[Collection entries]
=====

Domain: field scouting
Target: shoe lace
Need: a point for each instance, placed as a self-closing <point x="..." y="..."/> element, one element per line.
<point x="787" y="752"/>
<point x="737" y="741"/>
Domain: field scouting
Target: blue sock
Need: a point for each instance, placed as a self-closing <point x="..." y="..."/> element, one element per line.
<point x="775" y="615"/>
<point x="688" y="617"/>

=====

→ DO THIS: Reproduce every line of the records above, word for word and with no changes.

→ WORKED ANSWER:
Domain: field scouting
Target: shoe lace
Need: a point for each instance, placed as a self-closing <point x="..." y="..."/> element, one element per line.
<point x="787" y="752"/>
<point x="737" y="741"/>
Domain: field scouting
Target: blue sock
Need: a point for each instance, placed as a self-closing <point x="..." y="..."/> element, one element per line.
<point x="775" y="615"/>
<point x="688" y="617"/>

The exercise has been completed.